(Provided entries Opens)
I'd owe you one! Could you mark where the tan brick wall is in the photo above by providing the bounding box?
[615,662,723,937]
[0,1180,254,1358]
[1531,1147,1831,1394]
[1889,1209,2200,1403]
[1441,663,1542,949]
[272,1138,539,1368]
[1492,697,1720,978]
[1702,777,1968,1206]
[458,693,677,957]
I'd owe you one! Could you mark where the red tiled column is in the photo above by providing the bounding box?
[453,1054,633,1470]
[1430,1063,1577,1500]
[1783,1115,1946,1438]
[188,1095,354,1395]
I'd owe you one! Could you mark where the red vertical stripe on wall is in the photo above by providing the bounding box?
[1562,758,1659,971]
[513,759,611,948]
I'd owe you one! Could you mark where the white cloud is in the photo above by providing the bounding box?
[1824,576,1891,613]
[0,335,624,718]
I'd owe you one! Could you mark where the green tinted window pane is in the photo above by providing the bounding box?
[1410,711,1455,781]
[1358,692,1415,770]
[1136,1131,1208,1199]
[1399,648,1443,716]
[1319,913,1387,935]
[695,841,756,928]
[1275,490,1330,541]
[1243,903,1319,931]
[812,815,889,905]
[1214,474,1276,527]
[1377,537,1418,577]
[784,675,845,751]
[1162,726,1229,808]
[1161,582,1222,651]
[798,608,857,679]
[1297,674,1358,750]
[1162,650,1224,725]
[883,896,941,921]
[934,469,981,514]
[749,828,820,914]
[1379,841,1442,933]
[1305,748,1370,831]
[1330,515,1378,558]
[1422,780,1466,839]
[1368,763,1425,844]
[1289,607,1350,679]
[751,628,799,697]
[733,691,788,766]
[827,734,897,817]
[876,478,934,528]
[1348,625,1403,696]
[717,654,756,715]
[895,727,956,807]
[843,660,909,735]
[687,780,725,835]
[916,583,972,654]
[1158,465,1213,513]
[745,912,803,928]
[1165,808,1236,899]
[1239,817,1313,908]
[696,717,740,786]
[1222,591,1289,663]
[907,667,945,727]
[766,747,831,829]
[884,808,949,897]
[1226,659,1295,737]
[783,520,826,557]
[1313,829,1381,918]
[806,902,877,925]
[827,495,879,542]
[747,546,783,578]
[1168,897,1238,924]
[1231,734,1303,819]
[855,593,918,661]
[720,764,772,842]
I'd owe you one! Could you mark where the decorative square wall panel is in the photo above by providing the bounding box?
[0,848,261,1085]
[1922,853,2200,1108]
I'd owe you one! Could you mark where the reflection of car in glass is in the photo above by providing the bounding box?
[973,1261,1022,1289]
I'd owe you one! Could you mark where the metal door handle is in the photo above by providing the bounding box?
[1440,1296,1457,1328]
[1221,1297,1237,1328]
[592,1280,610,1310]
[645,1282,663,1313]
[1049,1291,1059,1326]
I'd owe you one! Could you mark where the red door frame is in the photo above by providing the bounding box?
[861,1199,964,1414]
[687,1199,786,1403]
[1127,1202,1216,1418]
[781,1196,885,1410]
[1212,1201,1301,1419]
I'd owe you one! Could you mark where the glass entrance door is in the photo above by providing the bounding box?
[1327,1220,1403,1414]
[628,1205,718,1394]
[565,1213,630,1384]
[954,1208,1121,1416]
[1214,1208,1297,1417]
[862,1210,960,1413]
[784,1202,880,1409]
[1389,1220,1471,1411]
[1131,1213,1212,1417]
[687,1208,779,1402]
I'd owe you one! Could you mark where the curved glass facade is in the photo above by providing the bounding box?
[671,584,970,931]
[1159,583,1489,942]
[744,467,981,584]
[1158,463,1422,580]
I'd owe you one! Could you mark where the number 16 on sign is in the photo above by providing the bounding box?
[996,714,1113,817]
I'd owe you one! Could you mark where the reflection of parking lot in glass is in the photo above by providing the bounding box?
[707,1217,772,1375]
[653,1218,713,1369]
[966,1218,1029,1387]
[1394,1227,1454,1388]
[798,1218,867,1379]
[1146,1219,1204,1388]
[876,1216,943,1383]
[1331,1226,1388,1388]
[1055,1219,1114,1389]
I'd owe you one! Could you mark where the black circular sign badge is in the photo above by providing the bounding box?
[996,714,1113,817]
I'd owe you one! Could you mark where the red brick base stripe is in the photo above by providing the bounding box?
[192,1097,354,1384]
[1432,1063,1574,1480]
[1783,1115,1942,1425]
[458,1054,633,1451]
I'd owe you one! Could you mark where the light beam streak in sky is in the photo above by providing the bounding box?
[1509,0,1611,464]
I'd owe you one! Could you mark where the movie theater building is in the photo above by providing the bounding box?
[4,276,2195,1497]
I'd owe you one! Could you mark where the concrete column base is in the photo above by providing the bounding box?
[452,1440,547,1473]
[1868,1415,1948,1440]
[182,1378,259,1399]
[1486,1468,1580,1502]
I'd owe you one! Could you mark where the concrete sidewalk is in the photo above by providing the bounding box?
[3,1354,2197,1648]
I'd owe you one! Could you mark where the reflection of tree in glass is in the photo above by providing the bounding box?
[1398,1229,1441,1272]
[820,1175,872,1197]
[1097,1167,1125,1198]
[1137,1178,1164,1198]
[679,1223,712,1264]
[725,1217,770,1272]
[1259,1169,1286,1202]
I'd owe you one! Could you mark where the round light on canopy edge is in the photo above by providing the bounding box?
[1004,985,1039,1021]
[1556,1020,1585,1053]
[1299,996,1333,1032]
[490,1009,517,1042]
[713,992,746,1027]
(Provided entries Closes)
Work required:
Please take the whole listing and write it out exactly.

Reply to the exercise:
I'd owe you one! Could you mark where the tan brick wall is in the photo above by providing the bounding box?
[615,662,723,937]
[0,1180,254,1358]
[1531,1147,1831,1394]
[1889,1209,2200,1403]
[1441,663,1542,949]
[272,1138,539,1368]
[1492,697,1720,978]
[1702,777,1968,1206]
[458,693,677,957]
I'd owe you one! Could you mark where the red tiled column is in the photo above by providing the bounding box?
[453,1054,633,1470]
[1430,1063,1577,1500]
[1783,1115,1946,1438]
[188,1095,354,1395]
I'd owe you one! Could you mark where the red vertical stripe on wall is in the photo above by providing the bounding box?
[1562,758,1659,971]
[513,759,611,948]
I'd owe you one! Could you mark where the white cloud is in the photo above by providing the bounding box?
[1824,576,1891,613]
[0,335,624,718]
I'd owe you one! Could you mark where the green tinted window pane is in the photo above by providing the bounding box?
[1410,711,1455,781]
[1358,692,1415,770]
[1136,1131,1208,1199]
[1399,648,1443,716]
[1319,913,1387,935]
[695,841,756,928]
[1275,490,1330,541]
[1243,903,1319,931]
[812,815,889,905]
[1214,474,1276,527]
[1377,537,1418,577]
[784,675,845,751]
[1162,726,1229,808]
[1161,582,1222,651]
[798,608,857,679]
[1297,674,1358,750]
[1162,650,1224,725]
[883,896,941,921]
[934,469,981,514]
[749,828,820,914]
[1379,841,1442,933]
[1305,748,1370,831]
[1330,515,1378,558]
[1422,780,1466,839]
[1368,763,1425,844]
[1289,607,1350,679]
[751,628,799,697]
[733,691,788,766]
[827,734,897,817]
[876,478,934,528]
[1348,625,1403,696]
[717,654,756,715]
[895,727,956,807]
[843,660,909,735]
[687,780,725,835]
[916,583,972,654]
[1158,465,1213,513]
[745,912,803,928]
[1165,808,1236,899]
[1239,817,1313,908]
[696,717,740,786]
[1222,591,1289,663]
[907,667,945,727]
[766,747,831,829]
[884,808,949,897]
[1226,659,1295,737]
[783,520,826,557]
[1313,829,1381,918]
[806,902,877,925]
[827,495,879,542]
[747,546,783,578]
[1168,897,1238,924]
[1231,734,1303,819]
[855,593,918,661]
[720,764,772,842]
I'd owe you one! Could you mark where the decorative square wall panel is in the photo above by providing the bounding box?
[0,848,261,1085]
[1922,853,2200,1108]
I'd owe you one! Could you mark where the reflection of car in glass is in the photo above by providing the bounding box?
[973,1261,1022,1289]
I'd owe you one! Could you mark where the metal door handle is in the photo above by providing the bounding box?
[1440,1296,1457,1328]
[1221,1297,1237,1328]
[592,1280,610,1310]
[645,1282,663,1313]
[1049,1291,1059,1326]
I'd owe you one! Could you mark where the red door frame is in the photo above by providing the bounding box?
[861,1199,964,1414]
[687,1199,786,1403]
[1127,1202,1216,1418]
[781,1196,885,1410]
[1212,1201,1301,1419]
I'd owe you one! Could you mark where the glass entrance door is in the photo above by providing the bounding box?
[1327,1220,1403,1414]
[628,1205,718,1394]
[565,1213,630,1384]
[954,1208,1121,1416]
[1214,1208,1297,1417]
[862,1210,960,1413]
[784,1202,880,1409]
[1389,1220,1471,1411]
[1131,1213,1212,1417]
[687,1208,779,1402]
I'd owe you one! Could you mark where the curved glass facade is in the photo above by providing the bounding box?
[671,584,970,931]
[1159,583,1489,942]
[744,467,981,584]
[1158,463,1422,580]
I'd owe you one! Could you mark where the number 16 on sign is in the photo above by providing the bounding box?
[996,714,1113,817]
I'd owe you one! Could you mark where the reflection of parking lot in glass is in the photo above by providing the bounding box?
[707,1217,772,1375]
[653,1218,713,1369]
[966,1218,1029,1387]
[1394,1227,1454,1388]
[798,1218,867,1379]
[1146,1219,1204,1388]
[876,1216,943,1383]
[1331,1226,1388,1388]
[1055,1219,1114,1389]
I'd owe you one! Could you mark where the black circular sign badge is in the photo above by providing the bounding box?
[996,714,1113,817]
I'd owe you one! Could you mark where the red brick base stripe is in the photo above by providing the bounding box?
[192,1097,354,1384]
[1432,1063,1574,1480]
[1783,1115,1942,1425]
[458,1054,633,1451]
I'd owe you one! Could you mark where the light beam streak in sky is in the photo above by providing the bounding box?
[1509,0,1611,464]
I'd owe you one! Could you mark where the movie theater building is in the photo above by providing the bounding box?
[4,276,2195,1497]
I'd owe you one! Could you mark where the concrete column base is in the photo above by providing the bounding box?
[452,1440,547,1473]
[1868,1415,1948,1440]
[182,1378,259,1399]
[1486,1468,1580,1502]
I'd owe you one! Could you mark where the concrete sidewalk is in the photo above by providing the bounding box?
[3,1354,2197,1648]
I'd owe you one! Could you mark where the reflection of tree in glass is in the photo above by providing the bounding box?
[1398,1229,1441,1272]
[820,1175,872,1197]
[1097,1167,1125,1198]
[1137,1178,1164,1198]
[679,1223,712,1264]
[725,1217,770,1272]
[1259,1169,1286,1202]
I'd owe you one! Could you mark where the round light on canopy edge is in the photo above by providing the bounding box?
[1004,985,1039,1021]
[1556,1020,1585,1053]
[1299,996,1333,1032]
[490,1009,517,1042]
[713,992,746,1027]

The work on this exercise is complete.